■ WHAT IS REQUIRED:
Go through the lines below and retype each one exactly.

Start of RECORD EXTRACTS

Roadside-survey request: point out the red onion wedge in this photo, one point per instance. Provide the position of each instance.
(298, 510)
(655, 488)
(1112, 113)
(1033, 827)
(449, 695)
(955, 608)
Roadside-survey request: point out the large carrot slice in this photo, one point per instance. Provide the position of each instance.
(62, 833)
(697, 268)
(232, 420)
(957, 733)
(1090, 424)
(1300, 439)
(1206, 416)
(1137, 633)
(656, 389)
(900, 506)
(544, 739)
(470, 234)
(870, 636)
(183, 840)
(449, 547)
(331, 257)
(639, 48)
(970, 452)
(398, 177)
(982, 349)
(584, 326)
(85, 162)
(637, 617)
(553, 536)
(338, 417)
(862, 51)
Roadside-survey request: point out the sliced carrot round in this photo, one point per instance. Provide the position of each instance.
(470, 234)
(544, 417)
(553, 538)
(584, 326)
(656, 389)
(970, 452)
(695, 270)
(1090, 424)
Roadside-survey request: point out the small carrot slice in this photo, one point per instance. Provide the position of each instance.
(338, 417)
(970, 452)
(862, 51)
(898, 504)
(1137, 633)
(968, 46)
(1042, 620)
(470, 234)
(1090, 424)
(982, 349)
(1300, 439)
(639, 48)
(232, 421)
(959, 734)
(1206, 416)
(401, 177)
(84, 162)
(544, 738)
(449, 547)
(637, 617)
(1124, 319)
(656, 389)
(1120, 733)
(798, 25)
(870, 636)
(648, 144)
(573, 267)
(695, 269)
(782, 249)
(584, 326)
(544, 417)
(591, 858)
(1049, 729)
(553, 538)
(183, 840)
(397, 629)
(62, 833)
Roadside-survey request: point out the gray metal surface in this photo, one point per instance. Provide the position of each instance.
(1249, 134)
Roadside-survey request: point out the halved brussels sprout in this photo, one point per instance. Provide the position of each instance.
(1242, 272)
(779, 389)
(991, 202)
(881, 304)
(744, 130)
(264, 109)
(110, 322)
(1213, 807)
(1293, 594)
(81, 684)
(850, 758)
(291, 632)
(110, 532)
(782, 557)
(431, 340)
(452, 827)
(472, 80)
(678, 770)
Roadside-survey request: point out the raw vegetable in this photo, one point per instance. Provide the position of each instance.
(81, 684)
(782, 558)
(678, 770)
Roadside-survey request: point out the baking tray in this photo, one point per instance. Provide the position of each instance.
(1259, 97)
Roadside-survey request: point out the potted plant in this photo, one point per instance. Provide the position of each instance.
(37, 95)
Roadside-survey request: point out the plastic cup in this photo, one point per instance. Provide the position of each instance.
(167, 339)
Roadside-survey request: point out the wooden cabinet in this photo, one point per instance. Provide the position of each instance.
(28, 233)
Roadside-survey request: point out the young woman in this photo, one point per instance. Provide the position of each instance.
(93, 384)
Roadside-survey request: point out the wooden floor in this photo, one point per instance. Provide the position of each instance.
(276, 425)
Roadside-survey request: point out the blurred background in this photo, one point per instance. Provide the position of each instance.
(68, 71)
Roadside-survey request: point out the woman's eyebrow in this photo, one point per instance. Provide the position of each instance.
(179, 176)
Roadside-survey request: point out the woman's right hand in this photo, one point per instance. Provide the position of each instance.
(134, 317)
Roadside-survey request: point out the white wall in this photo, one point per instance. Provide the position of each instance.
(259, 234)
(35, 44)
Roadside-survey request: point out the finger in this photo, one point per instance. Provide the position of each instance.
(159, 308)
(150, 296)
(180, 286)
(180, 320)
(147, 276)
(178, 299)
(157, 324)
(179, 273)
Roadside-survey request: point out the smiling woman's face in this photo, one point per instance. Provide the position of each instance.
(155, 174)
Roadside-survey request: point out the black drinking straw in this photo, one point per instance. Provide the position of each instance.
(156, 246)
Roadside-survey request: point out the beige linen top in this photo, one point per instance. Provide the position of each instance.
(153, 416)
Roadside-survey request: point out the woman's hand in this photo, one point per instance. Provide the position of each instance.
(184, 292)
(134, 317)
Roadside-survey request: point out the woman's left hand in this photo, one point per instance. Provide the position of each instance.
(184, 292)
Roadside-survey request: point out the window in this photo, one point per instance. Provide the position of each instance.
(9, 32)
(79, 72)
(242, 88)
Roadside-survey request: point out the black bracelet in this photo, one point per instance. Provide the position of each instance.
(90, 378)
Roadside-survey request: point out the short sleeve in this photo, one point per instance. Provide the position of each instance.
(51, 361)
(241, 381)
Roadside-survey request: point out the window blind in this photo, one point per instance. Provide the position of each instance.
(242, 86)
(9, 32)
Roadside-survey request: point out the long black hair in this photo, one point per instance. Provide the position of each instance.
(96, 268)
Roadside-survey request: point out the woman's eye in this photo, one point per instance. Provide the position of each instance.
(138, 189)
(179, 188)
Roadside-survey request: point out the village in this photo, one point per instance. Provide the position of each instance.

End of RECORD EXTRACTS

■ SOLUTION TO THE EXERCISE:
Roadside-survey request: point out the red onion wedge in this photo, one point per instance. Provide the position of each instance.
(298, 510)
(655, 488)
(1112, 113)
(1033, 827)
(449, 695)
(955, 608)
Roadside-survey request: point out the large carrot slice in this photo, one point per instance. Provide the position of each instance.
(62, 833)
(697, 268)
(232, 420)
(957, 733)
(1090, 424)
(1300, 439)
(1206, 416)
(1137, 633)
(656, 389)
(900, 506)
(544, 739)
(470, 234)
(870, 636)
(183, 840)
(449, 547)
(331, 257)
(639, 48)
(970, 452)
(398, 177)
(982, 349)
(584, 326)
(85, 162)
(637, 617)
(553, 536)
(338, 417)
(862, 51)
Roadside-survey request: point out the sliced carrot round in this photo, one point per instance. Provide the position of each instance.
(470, 234)
(544, 417)
(553, 538)
(584, 326)
(656, 389)
(970, 452)
(695, 270)
(1090, 424)
Roadside-survey request: point out the small carrot slice in this photo, one point per instance. Provide the position of each instance.
(338, 417)
(970, 452)
(862, 51)
(898, 504)
(1137, 633)
(968, 46)
(1042, 620)
(470, 234)
(1090, 424)
(982, 349)
(1300, 439)
(639, 48)
(232, 421)
(959, 734)
(1206, 416)
(401, 177)
(84, 162)
(544, 738)
(449, 547)
(637, 617)
(1124, 319)
(656, 389)
(1120, 733)
(798, 25)
(870, 636)
(648, 144)
(573, 267)
(695, 269)
(782, 249)
(584, 326)
(544, 417)
(591, 858)
(1049, 729)
(553, 538)
(183, 840)
(397, 629)
(62, 833)
Roadside-survey request: point out the gray metal surface in this photo, one point per instance. Provide the position of each instance.
(1249, 134)
Roadside-survey request: point out the halved brussels sprout in this photo, one point per instance. Provide the position of each instance.
(1242, 272)
(779, 389)
(991, 202)
(881, 304)
(744, 130)
(264, 109)
(110, 322)
(1213, 807)
(1293, 594)
(81, 684)
(850, 758)
(291, 632)
(110, 532)
(782, 557)
(431, 340)
(452, 827)
(472, 80)
(678, 770)
Roadside-survey request: point out the raw vegetable in this photo, one point per instance. Provide the position of each instance.
(81, 684)
(782, 558)
(678, 770)
Roadside-survey request: point out the baking tray in this photo, one point per instance. Provide the position of each instance.
(1259, 97)
Roadside-survey request: point out the potted plant in this photo, one point per instance. Provide the position of each instance.
(37, 95)
Roadside-survey request: point out the plastic cup in this photo, one point per instance. Provide the position of each instance.
(167, 339)
Roadside-survey request: point out the wooden cabinet in this photo, one point per instance. Provide the position of each instance.
(28, 233)
Roadside-survey request: point out the young woman in this photo, one point per instance. Provide the position of each instance.
(93, 384)
Roadside-survey request: point out the wooden floor in this photo, one point per instance. Provide the position of each instance.
(276, 425)
Roadside-survey request: point out the blurred background in this photo, one point per instance. Provide the position of each instance.
(68, 71)
Roadside-survey request: point out the woman's eyebrow in this photo, one point per instance. Provide the position of each instance.
(179, 176)
Roadside-survey request: point out the woman's right hand in this photo, one point per instance. Provide the position of each instance.
(134, 317)
Roadside-survey request: point out the white wall in this photo, one point per instance. Provide the position of each instance.
(259, 234)
(35, 44)
Roadside-survey request: point out the finger in this photo, one point per instance. Provide the position of each instance.
(159, 308)
(150, 296)
(180, 286)
(180, 320)
(147, 276)
(178, 299)
(157, 324)
(179, 273)
Roadside-survey request: point out the smiling woman's face in this photo, one point per instance. Provide the position of each instance.
(155, 174)
Roadside-survey request: point out the black drinking straw in this photo, one point per instance. Provide the position of each instance.
(156, 246)
Roadside-survey request: point out the beige linen top in this photo, one point per instance. Provide the position of each instance.
(153, 416)
Roadside-survey request: point out the woman's hand in this photo, one point per instance. Provide the position of each instance.
(184, 292)
(134, 317)
Roadside-survey request: point out the woman's left hand in this photo, one point per instance. Provide the position of each instance.
(184, 292)
Roadside-survey request: point out the window in this photo, one point per instance. Provide the position of each instance.
(9, 32)
(79, 72)
(242, 88)
Roadside-survey request: point out the black bracelet in this photo, one point per instance. Provide the position of each instance.
(90, 378)
Roadside-survey request: point out the short sleeve in this photo, one point per instance. Provide the position of each instance.
(51, 361)
(241, 381)
Roadside-survey request: point out the window blind in this photo, one point per instance. Provide the position of each instance.
(242, 86)
(9, 32)
Roadside-survey request: point out the long black hair in this photo, one point per instance. Provide the position of each instance.
(96, 268)
Roadside-survey request: point out the woman's eye in this photo, one point per instance. Provide the position of each instance.
(138, 189)
(179, 188)
Roadside-survey request: point out the village in this photo, one point per instance. Provide the position of each instance.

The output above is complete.